Lay out every one of the following lines as a JSON list of strings, one string per line, and leave out any blank lines.

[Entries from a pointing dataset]
···

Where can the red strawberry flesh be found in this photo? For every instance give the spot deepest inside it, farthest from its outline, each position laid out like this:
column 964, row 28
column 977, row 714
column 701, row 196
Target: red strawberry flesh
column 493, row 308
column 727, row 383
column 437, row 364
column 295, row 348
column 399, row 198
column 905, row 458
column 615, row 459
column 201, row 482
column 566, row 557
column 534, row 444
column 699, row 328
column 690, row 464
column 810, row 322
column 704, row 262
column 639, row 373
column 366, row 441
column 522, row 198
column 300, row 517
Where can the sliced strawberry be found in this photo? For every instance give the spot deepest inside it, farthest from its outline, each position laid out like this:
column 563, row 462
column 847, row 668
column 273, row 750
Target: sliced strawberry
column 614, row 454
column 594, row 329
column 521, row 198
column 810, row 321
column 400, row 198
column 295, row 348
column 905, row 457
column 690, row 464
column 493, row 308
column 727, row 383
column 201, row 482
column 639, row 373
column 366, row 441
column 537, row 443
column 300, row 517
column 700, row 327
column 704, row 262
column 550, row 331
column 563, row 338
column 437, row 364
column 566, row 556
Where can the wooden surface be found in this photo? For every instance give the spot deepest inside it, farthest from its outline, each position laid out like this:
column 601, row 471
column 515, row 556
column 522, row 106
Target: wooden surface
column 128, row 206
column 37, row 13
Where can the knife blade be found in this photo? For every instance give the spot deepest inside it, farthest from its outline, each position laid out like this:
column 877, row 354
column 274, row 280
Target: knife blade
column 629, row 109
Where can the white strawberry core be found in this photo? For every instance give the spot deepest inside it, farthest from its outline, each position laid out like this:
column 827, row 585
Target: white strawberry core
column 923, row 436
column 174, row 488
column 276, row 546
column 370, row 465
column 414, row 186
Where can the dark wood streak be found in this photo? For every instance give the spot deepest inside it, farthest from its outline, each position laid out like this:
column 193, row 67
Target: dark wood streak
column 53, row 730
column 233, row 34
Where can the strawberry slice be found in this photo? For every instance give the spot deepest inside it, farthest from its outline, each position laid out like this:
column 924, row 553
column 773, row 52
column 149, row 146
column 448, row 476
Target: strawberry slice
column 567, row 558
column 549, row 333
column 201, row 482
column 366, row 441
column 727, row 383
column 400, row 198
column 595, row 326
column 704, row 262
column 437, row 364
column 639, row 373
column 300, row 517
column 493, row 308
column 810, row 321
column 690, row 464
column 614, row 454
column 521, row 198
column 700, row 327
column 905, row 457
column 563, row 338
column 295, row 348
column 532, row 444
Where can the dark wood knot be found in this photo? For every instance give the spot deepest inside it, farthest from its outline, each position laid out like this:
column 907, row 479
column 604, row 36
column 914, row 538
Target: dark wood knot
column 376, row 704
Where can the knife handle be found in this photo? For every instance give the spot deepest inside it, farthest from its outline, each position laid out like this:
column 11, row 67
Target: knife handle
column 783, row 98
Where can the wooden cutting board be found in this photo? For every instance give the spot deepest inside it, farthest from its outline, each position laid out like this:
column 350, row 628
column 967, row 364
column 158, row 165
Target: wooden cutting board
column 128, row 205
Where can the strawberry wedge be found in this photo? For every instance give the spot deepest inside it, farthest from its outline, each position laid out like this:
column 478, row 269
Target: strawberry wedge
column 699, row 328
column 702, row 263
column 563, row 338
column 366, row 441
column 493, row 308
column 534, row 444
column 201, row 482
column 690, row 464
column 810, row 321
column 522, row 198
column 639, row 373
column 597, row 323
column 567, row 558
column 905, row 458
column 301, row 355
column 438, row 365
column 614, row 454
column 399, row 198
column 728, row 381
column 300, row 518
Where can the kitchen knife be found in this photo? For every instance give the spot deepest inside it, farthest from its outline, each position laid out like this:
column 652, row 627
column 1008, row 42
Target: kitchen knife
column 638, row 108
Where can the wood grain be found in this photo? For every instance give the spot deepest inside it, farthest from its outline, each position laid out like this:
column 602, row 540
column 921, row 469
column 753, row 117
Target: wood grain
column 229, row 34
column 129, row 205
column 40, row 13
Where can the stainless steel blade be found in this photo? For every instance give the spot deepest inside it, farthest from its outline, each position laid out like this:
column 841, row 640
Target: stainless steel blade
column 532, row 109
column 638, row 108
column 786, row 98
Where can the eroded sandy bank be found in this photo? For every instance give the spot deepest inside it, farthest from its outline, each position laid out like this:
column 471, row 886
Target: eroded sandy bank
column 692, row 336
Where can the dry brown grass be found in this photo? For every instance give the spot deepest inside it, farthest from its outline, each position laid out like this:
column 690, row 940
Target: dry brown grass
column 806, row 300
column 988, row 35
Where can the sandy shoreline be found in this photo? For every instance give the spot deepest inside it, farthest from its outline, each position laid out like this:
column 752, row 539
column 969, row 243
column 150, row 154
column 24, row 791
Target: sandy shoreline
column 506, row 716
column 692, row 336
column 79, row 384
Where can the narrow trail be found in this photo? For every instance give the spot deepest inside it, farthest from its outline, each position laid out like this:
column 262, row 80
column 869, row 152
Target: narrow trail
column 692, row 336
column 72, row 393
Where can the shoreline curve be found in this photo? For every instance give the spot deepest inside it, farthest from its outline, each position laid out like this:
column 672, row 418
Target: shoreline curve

···

▶ Exercise answer:
[
  "Where can the red strawberry flesh be found in this photo? For every instance give the spot deepest inside it, farthest from its outline, each position laid out like this:",
  "column 964, row 28",
  "column 977, row 714",
  "column 701, row 196",
  "Target: red strawberry flesh",
  "column 493, row 308",
  "column 727, row 383",
  "column 437, row 364",
  "column 295, row 348",
  "column 399, row 198",
  "column 905, row 458",
  "column 615, row 459",
  "column 201, row 482",
  "column 566, row 557",
  "column 534, row 444",
  "column 699, row 328",
  "column 690, row 464",
  "column 810, row 322",
  "column 704, row 262",
  "column 639, row 373",
  "column 366, row 441",
  "column 522, row 198",
  "column 300, row 517",
  "Where can the sliced strawberry be found in this photo? For every instance give the spot deepest inside it, farthest from its outline, each position laid out like this:",
  "column 563, row 462",
  "column 847, row 668",
  "column 273, row 750",
  "Target: sliced strawberry",
  "column 614, row 454",
  "column 594, row 329",
  "column 521, row 198",
  "column 810, row 321",
  "column 400, row 198",
  "column 295, row 348",
  "column 905, row 457",
  "column 690, row 464",
  "column 493, row 308",
  "column 727, row 383",
  "column 201, row 482",
  "column 639, row 373",
  "column 366, row 441",
  "column 537, row 443",
  "column 300, row 517",
  "column 700, row 327",
  "column 704, row 262",
  "column 550, row 331",
  "column 563, row 338",
  "column 437, row 364",
  "column 566, row 556",
  "Where can the wooden surface be found in this photo? For every instance give the spot deepest inside it, farthest from its outline, each position laid out like this:",
  "column 601, row 471",
  "column 515, row 556",
  "column 522, row 106",
  "Target: wooden surface",
  "column 128, row 206",
  "column 37, row 13",
  "Where can the knife blade be found in this photo? For every instance give the spot deepest inside it, farthest from its outline, each position laid out like this:",
  "column 877, row 354",
  "column 274, row 280",
  "Target: knife blade",
  "column 629, row 109",
  "Where can the white strawberry core be found in this photo? For every instance give the spot deepest inside it, farthest from its outline, each position laid out like this:",
  "column 827, row 585",
  "Target: white strawberry core",
  "column 923, row 436",
  "column 174, row 488",
  "column 276, row 546",
  "column 370, row 465",
  "column 414, row 186",
  "Where can the dark wood streak be found in this photo? For every instance give the spot deepest inside it, farthest from its outline, each position laid out like this:",
  "column 193, row 67",
  "Target: dark wood streak",
  "column 53, row 730",
  "column 233, row 34",
  "Where can the strawberry slice be found in this photo? For every instance give the spot deepest inside it, farthest from its outline, each position laid out like this:",
  "column 924, row 553",
  "column 773, row 52",
  "column 149, row 146",
  "column 448, row 476",
  "Target: strawberry slice",
  "column 567, row 558",
  "column 549, row 333",
  "column 201, row 482",
  "column 366, row 441",
  "column 727, row 383",
  "column 400, row 198",
  "column 595, row 326",
  "column 704, row 262",
  "column 437, row 364",
  "column 639, row 373",
  "column 300, row 517",
  "column 493, row 308",
  "column 810, row 321",
  "column 690, row 464",
  "column 614, row 454",
  "column 521, row 198",
  "column 700, row 327",
  "column 905, row 457",
  "column 563, row 338",
  "column 295, row 348",
  "column 532, row 444",
  "Where can the dark wood knot be found in this photo? For every instance give the spot deepest inside it, farthest from its outline, each position laid out like this:",
  "column 907, row 479",
  "column 604, row 36",
  "column 914, row 538",
  "Target: dark wood knot",
  "column 376, row 704",
  "Where can the knife handle be found in this photo? For every instance give the spot deepest inside it, farthest from its outline, each position laid out like this:",
  "column 11, row 67",
  "Target: knife handle",
  "column 783, row 98",
  "Where can the wooden cutting board be found in this photo? For every instance give the spot deepest inside it, farthest from its outline, each position laid out like this:",
  "column 350, row 628",
  "column 967, row 364",
  "column 158, row 165",
  "Target: wooden cutting board",
  "column 128, row 205",
  "Where can the strawberry wedge be found in this photo? For every instance give the spot deepest inside it, farthest from its outline, each position laid out like this:",
  "column 478, row 269",
  "Target: strawberry wedge",
  "column 699, row 328",
  "column 702, row 263",
  "column 563, row 338",
  "column 366, row 441",
  "column 493, row 308",
  "column 534, row 444",
  "column 201, row 482",
  "column 690, row 464",
  "column 810, row 321",
  "column 522, row 198",
  "column 639, row 373",
  "column 597, row 323",
  "column 567, row 558",
  "column 905, row 458",
  "column 301, row 355",
  "column 438, row 365",
  "column 614, row 454",
  "column 399, row 198",
  "column 728, row 381",
  "column 300, row 518",
  "Where can the kitchen knife be found in this photo? For every instance give the spot deepest inside it, farthest from its outline, each position laid out like this:",
  "column 652, row 627",
  "column 1008, row 42",
  "Target: kitchen knife",
  "column 638, row 108",
  "Where can the wood grain be found in this photo? For every instance give the spot deepest inside it, farthest from its outline, each position laid out like this:",
  "column 602, row 540",
  "column 921, row 469",
  "column 753, row 117",
  "Target: wood grain",
  "column 229, row 34",
  "column 129, row 205",
  "column 40, row 13",
  "Where can the stainless steel blade be found in this photo? For every instance give the spot deepest inside it, farthest from its outline, each position laid out like this:",
  "column 841, row 640",
  "Target: stainless steel blade",
  "column 532, row 109",
  "column 638, row 108",
  "column 786, row 98",
  "Where can the eroded sandy bank be found in this photo? For every instance give the spot deepest inside it, farthest from its outline, each position laid out like this:",
  "column 471, row 886",
  "Target: eroded sandy bank",
  "column 692, row 336",
  "Where can the dry brown grass be found in this photo? For every instance give the spot deepest inside it, farthest from its outline, each position laid out like this:",
  "column 690, row 940",
  "Target: dry brown grass",
  "column 806, row 300",
  "column 988, row 35",
  "Where can the sandy shoreline be found in this photo? For every instance give the spot deepest inside it, farthest from its outline, each position laid out like this:",
  "column 752, row 539",
  "column 969, row 243",
  "column 150, row 154",
  "column 24, row 791",
  "Target: sandy shoreline",
  "column 506, row 716",
  "column 692, row 336",
  "column 79, row 384",
  "Where can the narrow trail be found in this photo? For every instance give the spot deepest inside it, farthest from its outline, each position laid out like this:",
  "column 262, row 80",
  "column 869, row 152",
  "Target: narrow trail",
  "column 692, row 336",
  "column 72, row 393",
  "Where can the shoreline curve be found in this photo? For every instance give the spot deepest inside it, farthest from its outline, each position laid out like this:",
  "column 672, row 418",
  "Target: shoreline curve"
]